Reproduce, word for word, everything in the article on Zambia's campaign against HIV/AIDS from "From then and" down to "contracting the disease.".

**Source document**
▼
'SEX thrills, AIDS kills' is perhaps the most touching message health workers and other anti-AIDS activists loved to use in Zambia's early efforts to fight the spread of HIV/AIDS.
And when Vice-President Guy Scott says that his Government is on the right track in the struggle against HIV/AIDS and related diseases, he is obviously stating that there hasn't been a let-up in the war against AIDS, which was started some three decades ago.
Indeed those of us who were there when the first case of HIV was reported in the early 1980s know well that HIV and AIDS prevention through Zambia's AIDS fight acknowledged awareness-raising began early in Zambia.
We vividly remember how aggressive anti-AIDS activists launched the campaign targeting mostly sexually active men and women.
From then and on to the 1990s, much of the early campaign involved mass production of pamphlets and posters that warned of the dangers of AIDS and promoted abstinence, for instance, if one had to avoid contracting the disease.
These pamphlets and posters could be seen stuck not just on the notice boards of health institutions, but in public places such as bars and taverns, markets, wall fences and even on the trees.
One US journalist actually sounded impressed in the late 1980s when he reported that "Zambia is waging one of the world's most aggressive educational campaigns against AIDS, surpassing anything being done in the United States (of America)."
Knowing that the age group 15-24 was just about the most sexually active, and single, anti-AIDS messages emphasised abstinence before marriage.
This preventive measure was, and still is, particularly embraced by the Catholic faithful as the best weapon against the spread of HIV/AIDS.
Other organisations have been saying that where people could not abstain, they should use a condom. And condoms have been quite handy, with Government health institutions and grant-aided NGOs distributing them free of charge including ARVs.
▲
**Dataset entries**
▼
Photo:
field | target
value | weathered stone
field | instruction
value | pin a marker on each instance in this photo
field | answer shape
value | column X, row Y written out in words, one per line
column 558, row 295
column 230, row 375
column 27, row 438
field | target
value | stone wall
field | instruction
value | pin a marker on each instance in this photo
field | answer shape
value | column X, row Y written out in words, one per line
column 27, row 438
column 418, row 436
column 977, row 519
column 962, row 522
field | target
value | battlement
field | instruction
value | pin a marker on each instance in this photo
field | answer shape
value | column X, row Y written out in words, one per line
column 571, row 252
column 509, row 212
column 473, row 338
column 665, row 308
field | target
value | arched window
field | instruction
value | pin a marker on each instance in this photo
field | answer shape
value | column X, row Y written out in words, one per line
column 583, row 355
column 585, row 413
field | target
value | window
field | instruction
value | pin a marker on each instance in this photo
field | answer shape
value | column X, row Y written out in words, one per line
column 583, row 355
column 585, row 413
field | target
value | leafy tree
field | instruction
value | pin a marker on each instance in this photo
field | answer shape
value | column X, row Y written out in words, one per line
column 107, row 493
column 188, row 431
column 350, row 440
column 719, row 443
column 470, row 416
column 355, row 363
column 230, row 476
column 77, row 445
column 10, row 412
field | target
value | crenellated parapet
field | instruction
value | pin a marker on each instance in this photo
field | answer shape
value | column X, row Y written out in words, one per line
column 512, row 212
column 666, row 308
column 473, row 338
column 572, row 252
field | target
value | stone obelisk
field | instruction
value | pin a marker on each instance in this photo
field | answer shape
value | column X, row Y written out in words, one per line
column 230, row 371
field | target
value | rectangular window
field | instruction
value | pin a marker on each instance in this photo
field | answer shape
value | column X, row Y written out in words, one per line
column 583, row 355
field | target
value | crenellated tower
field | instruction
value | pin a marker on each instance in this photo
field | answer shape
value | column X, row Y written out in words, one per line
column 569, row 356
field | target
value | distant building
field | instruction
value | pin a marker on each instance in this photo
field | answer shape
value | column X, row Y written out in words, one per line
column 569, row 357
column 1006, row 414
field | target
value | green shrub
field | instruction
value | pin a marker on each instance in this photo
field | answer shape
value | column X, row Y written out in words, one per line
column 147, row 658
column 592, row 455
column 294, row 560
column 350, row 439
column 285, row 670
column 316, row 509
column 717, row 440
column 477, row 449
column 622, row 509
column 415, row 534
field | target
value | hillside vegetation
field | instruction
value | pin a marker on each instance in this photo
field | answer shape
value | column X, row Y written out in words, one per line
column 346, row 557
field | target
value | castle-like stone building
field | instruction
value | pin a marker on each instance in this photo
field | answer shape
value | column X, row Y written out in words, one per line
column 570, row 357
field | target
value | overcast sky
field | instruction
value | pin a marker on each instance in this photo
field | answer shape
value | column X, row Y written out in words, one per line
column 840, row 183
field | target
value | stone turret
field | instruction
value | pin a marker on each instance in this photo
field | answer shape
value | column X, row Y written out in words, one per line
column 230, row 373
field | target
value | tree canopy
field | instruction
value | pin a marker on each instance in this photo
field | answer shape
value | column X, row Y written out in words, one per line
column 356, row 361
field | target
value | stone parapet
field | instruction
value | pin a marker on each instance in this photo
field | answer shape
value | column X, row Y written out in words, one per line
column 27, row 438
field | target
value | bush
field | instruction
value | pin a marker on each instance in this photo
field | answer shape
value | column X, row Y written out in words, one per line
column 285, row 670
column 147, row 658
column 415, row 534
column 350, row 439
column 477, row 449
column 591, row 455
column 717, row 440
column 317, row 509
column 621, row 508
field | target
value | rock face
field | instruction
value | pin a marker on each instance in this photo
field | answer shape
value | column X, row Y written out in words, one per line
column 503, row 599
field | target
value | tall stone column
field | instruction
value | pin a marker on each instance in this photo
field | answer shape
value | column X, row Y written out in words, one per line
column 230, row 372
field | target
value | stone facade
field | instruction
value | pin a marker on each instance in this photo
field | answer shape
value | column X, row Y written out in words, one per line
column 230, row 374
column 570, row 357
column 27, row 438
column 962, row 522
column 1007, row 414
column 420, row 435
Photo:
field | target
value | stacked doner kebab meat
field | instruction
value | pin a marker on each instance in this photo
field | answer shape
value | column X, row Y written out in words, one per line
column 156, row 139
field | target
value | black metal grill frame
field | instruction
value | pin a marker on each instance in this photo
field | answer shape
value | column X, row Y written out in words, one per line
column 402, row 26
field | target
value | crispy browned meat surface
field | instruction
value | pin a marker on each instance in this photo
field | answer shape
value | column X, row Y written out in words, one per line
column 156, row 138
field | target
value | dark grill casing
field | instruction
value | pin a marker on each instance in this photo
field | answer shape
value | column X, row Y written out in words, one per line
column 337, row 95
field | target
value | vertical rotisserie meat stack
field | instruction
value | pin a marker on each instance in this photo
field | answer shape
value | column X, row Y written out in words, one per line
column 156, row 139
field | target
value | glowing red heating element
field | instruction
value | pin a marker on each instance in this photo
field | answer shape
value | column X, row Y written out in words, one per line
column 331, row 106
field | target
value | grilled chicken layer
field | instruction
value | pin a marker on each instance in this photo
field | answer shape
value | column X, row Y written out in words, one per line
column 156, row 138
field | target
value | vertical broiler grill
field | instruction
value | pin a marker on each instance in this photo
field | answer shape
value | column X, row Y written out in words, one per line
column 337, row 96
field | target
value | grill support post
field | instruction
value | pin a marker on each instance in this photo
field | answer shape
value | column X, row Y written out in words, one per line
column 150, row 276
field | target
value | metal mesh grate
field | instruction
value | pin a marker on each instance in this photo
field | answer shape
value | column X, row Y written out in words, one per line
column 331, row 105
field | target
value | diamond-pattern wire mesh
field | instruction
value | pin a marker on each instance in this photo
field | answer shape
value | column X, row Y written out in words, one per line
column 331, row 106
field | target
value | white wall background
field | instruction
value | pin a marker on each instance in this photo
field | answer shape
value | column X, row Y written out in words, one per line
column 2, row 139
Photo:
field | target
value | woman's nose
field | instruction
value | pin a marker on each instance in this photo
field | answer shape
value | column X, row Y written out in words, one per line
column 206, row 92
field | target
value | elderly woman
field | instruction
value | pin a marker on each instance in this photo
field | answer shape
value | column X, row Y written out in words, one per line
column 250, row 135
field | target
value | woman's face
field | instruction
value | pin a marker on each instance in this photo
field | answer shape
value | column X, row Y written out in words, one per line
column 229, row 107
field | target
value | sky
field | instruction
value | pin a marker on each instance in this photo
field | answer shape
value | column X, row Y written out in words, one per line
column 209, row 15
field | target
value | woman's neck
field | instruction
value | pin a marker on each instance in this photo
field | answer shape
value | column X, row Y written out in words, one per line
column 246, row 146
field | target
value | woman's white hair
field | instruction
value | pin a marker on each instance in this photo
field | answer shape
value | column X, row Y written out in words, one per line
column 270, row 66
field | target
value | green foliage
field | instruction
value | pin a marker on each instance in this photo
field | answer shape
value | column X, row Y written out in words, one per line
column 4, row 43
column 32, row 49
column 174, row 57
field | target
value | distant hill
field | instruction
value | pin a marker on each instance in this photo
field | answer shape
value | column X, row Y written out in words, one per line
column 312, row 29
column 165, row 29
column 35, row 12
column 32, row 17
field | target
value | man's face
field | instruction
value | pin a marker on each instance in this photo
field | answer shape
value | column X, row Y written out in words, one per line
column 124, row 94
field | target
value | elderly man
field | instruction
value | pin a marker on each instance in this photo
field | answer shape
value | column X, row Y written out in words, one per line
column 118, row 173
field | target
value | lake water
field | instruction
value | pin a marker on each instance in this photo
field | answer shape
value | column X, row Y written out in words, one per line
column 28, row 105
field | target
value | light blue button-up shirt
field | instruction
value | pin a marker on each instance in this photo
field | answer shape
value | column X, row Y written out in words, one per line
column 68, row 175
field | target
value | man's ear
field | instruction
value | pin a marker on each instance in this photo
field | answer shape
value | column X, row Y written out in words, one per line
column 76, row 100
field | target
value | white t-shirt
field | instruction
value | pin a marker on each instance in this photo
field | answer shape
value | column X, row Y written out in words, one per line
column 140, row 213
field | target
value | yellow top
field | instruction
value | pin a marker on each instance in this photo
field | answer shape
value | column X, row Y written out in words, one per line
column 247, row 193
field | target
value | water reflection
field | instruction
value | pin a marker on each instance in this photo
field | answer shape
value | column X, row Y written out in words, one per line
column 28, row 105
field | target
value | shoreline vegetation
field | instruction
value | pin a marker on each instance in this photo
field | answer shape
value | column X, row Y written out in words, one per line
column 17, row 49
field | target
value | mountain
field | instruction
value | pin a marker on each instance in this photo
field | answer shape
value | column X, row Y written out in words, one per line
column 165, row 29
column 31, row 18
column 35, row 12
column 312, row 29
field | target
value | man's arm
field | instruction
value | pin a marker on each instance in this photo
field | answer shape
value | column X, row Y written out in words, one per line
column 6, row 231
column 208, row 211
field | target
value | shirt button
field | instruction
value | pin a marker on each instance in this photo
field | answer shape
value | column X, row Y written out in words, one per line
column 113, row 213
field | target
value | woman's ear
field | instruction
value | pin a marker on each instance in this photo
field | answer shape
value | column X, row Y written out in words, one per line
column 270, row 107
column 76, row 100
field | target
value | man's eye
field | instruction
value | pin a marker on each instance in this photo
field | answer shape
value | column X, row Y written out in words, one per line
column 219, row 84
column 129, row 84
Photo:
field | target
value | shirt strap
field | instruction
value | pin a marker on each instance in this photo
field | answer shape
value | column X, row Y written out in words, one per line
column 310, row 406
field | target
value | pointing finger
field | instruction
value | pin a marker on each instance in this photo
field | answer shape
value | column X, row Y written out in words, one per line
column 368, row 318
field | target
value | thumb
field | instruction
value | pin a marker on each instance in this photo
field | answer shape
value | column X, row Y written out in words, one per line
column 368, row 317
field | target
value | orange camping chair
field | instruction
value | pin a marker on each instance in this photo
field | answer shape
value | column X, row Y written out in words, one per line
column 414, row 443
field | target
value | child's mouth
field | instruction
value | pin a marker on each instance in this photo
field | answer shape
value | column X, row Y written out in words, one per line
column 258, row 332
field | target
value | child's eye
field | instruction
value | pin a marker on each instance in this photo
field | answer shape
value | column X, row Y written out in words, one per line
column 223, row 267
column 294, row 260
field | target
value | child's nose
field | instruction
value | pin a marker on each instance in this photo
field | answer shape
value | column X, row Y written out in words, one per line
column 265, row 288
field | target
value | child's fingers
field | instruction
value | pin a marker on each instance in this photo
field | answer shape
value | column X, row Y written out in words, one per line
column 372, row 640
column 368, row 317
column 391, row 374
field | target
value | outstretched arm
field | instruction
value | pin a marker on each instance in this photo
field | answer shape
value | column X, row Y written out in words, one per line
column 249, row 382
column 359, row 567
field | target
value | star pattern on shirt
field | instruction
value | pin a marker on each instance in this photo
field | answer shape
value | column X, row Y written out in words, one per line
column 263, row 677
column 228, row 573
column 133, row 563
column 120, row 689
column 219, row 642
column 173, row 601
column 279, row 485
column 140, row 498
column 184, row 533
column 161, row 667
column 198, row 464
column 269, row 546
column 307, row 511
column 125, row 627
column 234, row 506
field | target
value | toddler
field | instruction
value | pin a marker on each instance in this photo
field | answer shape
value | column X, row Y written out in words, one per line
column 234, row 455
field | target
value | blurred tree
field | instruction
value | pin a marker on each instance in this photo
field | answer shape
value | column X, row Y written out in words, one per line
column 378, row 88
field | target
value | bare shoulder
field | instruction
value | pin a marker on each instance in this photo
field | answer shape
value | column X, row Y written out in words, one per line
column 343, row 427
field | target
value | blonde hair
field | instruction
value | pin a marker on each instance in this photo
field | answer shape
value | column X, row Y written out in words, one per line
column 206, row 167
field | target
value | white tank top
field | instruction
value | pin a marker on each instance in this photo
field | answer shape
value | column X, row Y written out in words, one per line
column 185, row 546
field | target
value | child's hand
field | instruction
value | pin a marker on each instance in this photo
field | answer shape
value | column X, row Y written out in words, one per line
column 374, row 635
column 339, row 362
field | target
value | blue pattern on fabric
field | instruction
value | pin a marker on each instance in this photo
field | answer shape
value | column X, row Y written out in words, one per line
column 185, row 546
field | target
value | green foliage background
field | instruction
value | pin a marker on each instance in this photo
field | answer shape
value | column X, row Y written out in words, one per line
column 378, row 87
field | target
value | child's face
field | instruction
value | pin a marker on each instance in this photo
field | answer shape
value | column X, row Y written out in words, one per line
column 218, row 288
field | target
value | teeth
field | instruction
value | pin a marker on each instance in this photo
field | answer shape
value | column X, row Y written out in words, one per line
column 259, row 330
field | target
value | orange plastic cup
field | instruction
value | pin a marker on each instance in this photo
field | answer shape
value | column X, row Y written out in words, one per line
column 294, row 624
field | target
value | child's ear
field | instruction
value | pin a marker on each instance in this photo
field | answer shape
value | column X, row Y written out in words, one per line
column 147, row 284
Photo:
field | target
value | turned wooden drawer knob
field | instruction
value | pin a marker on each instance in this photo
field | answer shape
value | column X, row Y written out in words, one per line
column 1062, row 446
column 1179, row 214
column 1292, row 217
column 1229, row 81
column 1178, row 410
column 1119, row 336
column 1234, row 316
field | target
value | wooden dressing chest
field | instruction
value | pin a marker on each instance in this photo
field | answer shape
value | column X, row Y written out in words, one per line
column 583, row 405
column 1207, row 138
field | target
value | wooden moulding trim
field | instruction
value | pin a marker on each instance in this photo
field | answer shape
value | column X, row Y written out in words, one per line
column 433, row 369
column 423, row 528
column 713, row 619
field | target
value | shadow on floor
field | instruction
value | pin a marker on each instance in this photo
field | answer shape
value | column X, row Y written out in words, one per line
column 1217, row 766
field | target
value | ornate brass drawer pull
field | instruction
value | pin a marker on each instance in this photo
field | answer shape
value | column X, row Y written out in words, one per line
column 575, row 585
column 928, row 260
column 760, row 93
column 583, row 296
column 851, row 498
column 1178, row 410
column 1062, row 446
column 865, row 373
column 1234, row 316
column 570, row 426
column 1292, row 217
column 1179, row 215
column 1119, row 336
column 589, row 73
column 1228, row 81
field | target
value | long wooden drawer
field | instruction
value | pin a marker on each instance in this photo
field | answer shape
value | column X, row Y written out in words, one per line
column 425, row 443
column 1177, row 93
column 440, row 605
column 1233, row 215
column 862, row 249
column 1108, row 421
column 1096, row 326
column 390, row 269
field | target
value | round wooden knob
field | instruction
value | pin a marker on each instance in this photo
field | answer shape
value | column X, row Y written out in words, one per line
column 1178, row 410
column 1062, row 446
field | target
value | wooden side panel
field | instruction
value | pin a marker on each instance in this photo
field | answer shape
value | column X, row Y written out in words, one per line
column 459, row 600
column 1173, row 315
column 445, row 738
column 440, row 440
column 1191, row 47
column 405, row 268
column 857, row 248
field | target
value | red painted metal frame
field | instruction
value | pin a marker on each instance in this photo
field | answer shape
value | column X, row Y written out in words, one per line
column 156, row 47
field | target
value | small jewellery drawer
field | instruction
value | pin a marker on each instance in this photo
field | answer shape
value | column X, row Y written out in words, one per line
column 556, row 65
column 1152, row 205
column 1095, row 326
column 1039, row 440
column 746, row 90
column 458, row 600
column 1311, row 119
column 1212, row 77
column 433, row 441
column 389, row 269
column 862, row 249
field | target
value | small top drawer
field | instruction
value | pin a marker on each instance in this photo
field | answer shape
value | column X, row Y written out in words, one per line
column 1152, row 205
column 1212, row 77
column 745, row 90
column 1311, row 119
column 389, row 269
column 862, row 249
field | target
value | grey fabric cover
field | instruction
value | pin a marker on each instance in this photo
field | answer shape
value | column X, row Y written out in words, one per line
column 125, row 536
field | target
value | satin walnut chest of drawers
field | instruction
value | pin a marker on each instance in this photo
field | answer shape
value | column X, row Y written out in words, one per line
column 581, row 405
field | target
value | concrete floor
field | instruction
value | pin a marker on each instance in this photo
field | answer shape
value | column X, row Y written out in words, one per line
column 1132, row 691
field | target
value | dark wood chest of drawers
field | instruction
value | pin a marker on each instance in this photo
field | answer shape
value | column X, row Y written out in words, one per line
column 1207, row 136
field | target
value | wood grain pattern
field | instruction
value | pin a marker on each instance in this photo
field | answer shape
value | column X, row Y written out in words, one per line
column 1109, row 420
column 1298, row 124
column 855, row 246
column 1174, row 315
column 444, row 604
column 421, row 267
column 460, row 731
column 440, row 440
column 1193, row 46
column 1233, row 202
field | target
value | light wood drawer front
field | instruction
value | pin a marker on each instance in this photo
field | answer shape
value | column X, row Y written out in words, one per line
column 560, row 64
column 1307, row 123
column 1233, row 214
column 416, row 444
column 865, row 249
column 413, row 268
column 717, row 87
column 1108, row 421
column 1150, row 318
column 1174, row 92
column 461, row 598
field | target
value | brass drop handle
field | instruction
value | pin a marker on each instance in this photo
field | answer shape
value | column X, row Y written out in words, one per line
▲
**Reply to the task**
From then and on to the 1990s, much of the early campaign involved mass production of pamphlets and posters that warned of the dangers of AIDS and promoted abstinence, for instance, if one had to avoid contracting the disease.